TRY IT:
Please reproduce the line containing "the blue window" and every line after it in the records below, exactly and with nothing else.

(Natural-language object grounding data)
........

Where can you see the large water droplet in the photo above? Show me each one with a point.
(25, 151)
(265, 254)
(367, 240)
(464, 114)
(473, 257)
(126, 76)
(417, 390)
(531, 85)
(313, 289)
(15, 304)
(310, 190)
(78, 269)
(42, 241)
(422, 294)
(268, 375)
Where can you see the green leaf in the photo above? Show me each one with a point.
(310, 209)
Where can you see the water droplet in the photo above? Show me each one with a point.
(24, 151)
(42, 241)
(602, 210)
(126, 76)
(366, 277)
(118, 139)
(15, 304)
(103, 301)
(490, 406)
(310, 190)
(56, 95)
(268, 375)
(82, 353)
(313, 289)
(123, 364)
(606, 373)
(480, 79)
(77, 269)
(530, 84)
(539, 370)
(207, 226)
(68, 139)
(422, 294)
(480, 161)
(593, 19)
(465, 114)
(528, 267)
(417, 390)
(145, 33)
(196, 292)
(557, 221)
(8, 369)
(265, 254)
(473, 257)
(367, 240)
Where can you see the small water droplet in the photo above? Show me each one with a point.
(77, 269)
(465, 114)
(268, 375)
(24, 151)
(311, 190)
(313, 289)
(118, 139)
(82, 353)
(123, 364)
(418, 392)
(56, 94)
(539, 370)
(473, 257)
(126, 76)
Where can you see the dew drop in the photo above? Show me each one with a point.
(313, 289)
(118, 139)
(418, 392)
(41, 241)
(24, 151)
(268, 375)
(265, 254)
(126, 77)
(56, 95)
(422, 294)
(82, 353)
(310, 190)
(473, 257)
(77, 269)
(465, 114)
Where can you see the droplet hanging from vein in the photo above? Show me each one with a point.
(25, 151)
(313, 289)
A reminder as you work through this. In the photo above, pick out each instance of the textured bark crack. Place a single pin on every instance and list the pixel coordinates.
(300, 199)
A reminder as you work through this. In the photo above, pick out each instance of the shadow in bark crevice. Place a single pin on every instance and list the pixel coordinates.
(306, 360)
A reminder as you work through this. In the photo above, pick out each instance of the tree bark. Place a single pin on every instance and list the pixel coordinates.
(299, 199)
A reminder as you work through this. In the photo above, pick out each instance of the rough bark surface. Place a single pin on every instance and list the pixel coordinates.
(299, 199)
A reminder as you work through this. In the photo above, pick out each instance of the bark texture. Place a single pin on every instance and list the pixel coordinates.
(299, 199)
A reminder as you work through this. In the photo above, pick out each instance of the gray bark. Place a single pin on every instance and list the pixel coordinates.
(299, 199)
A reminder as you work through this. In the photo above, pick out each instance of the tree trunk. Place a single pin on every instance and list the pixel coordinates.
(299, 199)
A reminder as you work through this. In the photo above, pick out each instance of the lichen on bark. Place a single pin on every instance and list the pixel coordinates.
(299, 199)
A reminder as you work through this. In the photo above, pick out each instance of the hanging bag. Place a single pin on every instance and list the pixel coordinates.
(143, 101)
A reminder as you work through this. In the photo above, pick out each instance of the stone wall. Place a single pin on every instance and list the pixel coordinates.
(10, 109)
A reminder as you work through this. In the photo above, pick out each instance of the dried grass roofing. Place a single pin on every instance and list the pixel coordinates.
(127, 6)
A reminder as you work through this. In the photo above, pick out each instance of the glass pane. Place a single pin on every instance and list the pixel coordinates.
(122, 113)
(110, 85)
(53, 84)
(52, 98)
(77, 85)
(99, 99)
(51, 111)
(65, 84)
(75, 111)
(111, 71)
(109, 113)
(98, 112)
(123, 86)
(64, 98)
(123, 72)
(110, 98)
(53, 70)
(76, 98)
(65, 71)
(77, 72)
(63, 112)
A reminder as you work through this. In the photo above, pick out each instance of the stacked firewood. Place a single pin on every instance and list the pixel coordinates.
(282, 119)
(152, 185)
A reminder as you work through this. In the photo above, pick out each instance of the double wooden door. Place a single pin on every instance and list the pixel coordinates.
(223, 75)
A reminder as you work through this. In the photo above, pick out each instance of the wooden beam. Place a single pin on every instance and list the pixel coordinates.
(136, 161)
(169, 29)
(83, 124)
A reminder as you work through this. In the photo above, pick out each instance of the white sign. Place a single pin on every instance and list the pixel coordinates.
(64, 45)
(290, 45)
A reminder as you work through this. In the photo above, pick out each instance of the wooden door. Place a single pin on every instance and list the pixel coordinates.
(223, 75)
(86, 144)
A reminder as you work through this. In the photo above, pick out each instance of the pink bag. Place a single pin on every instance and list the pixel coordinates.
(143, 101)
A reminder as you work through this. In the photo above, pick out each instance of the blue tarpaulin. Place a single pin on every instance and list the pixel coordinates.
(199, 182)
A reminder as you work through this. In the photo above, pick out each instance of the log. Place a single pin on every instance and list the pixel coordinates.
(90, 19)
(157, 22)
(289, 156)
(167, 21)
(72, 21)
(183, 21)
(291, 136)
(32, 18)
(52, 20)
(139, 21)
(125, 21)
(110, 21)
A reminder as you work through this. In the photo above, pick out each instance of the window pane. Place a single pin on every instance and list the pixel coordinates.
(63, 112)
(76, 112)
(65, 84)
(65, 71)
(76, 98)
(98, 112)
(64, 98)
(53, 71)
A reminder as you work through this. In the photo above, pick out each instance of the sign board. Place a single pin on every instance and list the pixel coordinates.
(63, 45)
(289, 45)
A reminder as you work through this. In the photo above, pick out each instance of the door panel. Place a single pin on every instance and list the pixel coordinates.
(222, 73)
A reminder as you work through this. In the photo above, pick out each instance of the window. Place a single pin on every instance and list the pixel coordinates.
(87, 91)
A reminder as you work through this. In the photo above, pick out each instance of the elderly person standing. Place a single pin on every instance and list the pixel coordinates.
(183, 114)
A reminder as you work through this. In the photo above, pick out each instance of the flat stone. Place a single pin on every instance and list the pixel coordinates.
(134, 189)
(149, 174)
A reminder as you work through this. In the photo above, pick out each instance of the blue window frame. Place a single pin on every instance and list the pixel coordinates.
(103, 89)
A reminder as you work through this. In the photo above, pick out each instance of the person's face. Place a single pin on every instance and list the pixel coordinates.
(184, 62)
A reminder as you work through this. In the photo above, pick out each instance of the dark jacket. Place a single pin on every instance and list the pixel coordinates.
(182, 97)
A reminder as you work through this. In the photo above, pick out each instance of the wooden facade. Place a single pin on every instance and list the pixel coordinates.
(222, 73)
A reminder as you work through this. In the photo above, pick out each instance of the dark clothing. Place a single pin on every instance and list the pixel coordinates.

........

ANSWER TO THE EXERCISE:
A reminder as you work through this. In the photo above, pick out each instance of the blue window frame. Place a single pin on every instance and list the pixel coordinates.
(103, 89)
A reminder as you work through this. In the photo above, pick out each instance of the person's face. Place a single pin on every instance and list the pixel coordinates.
(184, 62)
A reminder as you work through this. In the photo above, pick out each instance of the dark jacket. Place a single pin on every instance and list the pixel coordinates.
(182, 97)
A reminder as you work through this. In the photo above, pick out each instance of the wooden facade. Place a single pin on every instance and list the pixel coordinates.
(222, 73)
A reminder as you work through this. In the photo above, pick out each instance of the dark clothing. Place a single pin on every instance and list the pixel coordinates.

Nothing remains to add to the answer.